■ Provided text:
I rescued Amos when I was 17 and my toddler niece was carrying her around in a headlock. My sister is a fucking retard who thinks that babies and kittens mix well, and is surprised when the kittens die. Anyways.... I fed this savagely offended ball of talons and fluff chunks of the Big Mac I was eating at the time, and, as any true apex predator would, she promptly stole and devoured the whole thing. She stole my heart with her tiny little warning growls when I tried to fight her off of it. It was twice as big as she was. She ate it anyways.
Amos was a good cat. She was a korat, and her breed's defining characteristic was that she intensely bonded with her owner. Have you ever had a creature who detested everyone else on earth but you? You feel like you're in a Black Beauty adaptation.
She got me through the trials of teenagerdom and young adulthood. We grew up together. She was more of a roommate than a pet, and she loved to listen to my horrible singing. Her pupils would grow enormous and she'd always purr like crazy.
In my twenties, my family started dropping like flies to cancer, and my husband was caught with his dick in a cumdumpster. My life fell apart. The one constant was my cat. When I would cry, she always comforted me. When I contemplated suicide, I knew that although she was just a cat, the bond had been forged.... as she was all I had, I was all she had. She hated everyone else. Who would take care of a whirling ball of hate? So, I kept on living.
I slowly pulled myself back together. I mourned my losses. I met someone who I could trust to not fuck skanks when I had to work late. Our lives got better. My new husband and I had a kid. But, as they do, the years passed. Amos started going blind. Losing hair. Sleeping for days. Getting lost in the room she never left. She was twenty, so it was hardly surprising, but to see such a decline was horrible. She was fierce, but didn't have the energy or eyesight to do much of anything.
Last week, I held her when the vet gave her the fatal shot. Ever since, I've felt broken. I've had to relearn how to fall asleep, because I'm not sharing a pillow with the ever-present hate machine. I feel like I betrayed her.
I'm so bone weary of loss. How cruel is this universe to give us such a wonderful gift as animal companionship, only to make their lives so short? I had to pick up her ashes this morning. I thought I'd be less crushed when I got them back, because at least I would have something of her... something that spoke of the two decades we shared... but it hasn't helped.
Just... if you have a pet, go give them a treat. Hug them. Pet them. Because no matter how long they will be with you, it's never going to be enough.

■ Supplied information:
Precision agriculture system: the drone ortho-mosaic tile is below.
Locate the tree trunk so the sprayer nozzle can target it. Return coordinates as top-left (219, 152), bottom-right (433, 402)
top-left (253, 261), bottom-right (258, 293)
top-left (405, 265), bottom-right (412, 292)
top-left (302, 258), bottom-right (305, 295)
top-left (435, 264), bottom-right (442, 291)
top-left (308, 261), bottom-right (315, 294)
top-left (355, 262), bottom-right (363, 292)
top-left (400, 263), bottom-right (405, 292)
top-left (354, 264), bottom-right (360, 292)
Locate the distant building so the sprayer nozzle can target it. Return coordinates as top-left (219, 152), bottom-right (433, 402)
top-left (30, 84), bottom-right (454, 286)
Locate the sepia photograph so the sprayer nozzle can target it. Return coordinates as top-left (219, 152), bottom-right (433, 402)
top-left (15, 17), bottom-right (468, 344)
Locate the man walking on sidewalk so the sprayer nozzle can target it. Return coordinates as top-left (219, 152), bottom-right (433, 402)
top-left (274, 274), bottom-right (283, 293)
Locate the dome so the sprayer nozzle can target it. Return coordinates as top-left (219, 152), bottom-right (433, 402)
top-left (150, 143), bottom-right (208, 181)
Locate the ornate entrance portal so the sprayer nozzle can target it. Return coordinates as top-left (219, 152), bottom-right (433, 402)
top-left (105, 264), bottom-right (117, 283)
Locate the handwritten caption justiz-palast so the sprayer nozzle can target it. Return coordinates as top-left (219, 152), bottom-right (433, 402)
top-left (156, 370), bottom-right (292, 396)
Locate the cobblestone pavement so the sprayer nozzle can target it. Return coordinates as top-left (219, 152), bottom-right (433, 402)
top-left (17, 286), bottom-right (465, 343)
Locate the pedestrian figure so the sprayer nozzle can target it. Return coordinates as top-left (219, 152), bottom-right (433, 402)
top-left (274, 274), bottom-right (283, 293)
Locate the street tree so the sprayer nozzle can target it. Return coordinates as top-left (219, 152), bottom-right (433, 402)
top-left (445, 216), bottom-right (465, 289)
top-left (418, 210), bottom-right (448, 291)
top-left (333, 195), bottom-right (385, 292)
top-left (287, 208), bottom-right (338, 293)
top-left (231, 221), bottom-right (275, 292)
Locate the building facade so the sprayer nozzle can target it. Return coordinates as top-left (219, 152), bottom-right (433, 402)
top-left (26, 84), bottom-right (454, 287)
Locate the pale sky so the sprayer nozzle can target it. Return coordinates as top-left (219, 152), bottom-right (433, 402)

■ Exercise instructions:
Reproduce the text about the cat Amos word for word, from "Last week, I" through "I betrayed her.".

■ Output for this task:
Last week, I held her when the vet gave her the fatal shot. Ever since, I've felt broken. I've had to relearn how to fall asleep, because I'm not sharing a pillow with the ever-present hate machine. I feel like I betrayed her.